------ Working data ------
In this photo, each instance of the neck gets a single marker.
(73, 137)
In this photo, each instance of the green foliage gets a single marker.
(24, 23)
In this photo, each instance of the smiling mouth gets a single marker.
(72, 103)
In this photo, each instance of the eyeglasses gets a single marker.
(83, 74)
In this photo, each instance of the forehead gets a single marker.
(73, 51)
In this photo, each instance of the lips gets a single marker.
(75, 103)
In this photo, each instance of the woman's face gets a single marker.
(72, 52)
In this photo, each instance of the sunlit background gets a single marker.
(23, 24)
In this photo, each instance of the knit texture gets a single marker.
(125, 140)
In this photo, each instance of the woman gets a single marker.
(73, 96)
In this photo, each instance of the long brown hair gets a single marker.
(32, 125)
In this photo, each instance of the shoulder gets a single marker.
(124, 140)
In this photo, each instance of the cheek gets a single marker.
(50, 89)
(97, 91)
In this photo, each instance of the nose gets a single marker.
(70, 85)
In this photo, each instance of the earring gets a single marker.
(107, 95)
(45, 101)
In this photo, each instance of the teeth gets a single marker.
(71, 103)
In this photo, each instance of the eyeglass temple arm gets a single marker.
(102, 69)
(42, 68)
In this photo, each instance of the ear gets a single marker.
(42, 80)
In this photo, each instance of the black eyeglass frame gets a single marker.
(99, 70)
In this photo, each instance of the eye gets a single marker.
------
------ Working data ------
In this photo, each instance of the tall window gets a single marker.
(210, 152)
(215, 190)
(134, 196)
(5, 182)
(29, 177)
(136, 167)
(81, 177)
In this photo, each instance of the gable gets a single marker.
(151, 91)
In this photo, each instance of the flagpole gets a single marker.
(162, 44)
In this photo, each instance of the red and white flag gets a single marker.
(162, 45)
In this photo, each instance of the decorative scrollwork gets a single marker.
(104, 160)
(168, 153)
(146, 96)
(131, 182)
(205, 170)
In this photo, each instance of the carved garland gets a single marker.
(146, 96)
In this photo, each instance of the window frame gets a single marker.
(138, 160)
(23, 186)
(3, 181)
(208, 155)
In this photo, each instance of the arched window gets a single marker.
------
### Assignment
Please output exactly the lines between the one holding "In this photo, each instance of the tall" and the one holding "In this photo, each instance of the arched" in the records above, inclusive, and nothing more.

### Problem solution
In this photo, each instance of the tall window gets a single marker.
(210, 152)
(215, 190)
(134, 196)
(5, 182)
(29, 177)
(136, 167)
(81, 177)
In this photo, each instance of the gable gets a single marker.
(151, 91)
In this photo, each instance of the flagpole gets a single marker.
(162, 44)
In this photo, each instance of the red and white flag gets a single marker.
(162, 45)
In this photo, each instance of the decorative scrollwork gets a single marker.
(104, 160)
(168, 153)
(146, 96)
(131, 182)
(205, 170)
In this photo, each instance of the carved garland gets a single marker.
(146, 96)
In this photo, each instance of the window frame gets a single marker.
(138, 160)
(23, 186)
(3, 181)
(208, 155)
In this photo, each instance of the arched window gets a single marker.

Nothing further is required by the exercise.